## DATASET EXTRACT
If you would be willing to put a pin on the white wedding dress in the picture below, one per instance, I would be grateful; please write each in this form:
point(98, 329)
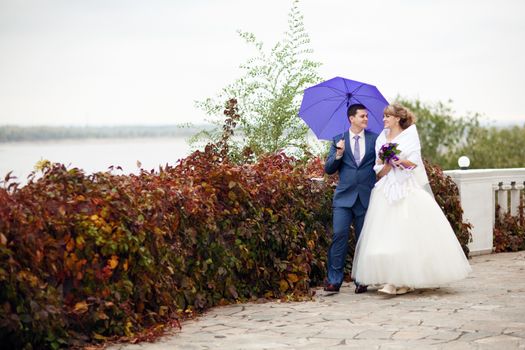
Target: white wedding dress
---
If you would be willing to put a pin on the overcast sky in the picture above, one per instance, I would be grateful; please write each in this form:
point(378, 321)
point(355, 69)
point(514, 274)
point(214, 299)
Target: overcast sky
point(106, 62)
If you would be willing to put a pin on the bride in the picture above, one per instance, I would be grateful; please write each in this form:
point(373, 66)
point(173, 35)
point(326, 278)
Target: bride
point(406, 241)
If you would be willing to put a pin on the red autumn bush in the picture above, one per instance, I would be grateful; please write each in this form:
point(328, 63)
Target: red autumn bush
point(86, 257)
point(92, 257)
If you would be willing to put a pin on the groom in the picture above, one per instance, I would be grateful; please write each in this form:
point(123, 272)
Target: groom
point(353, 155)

## SHORT EXERCISE
Rewrite the stretch from the line containing "on the white" through the line containing "Target: white wedding dress", swapping "grateful" for "thankful" and keeping everything else the same. Leave the pictures out of your answer.

## WRITTEN ANSWER
If you would be willing to put a pin on the white wedding dress in the picture below, one per instance, I would be thankful; please write each in this form:
point(98, 329)
Target: white wedding dress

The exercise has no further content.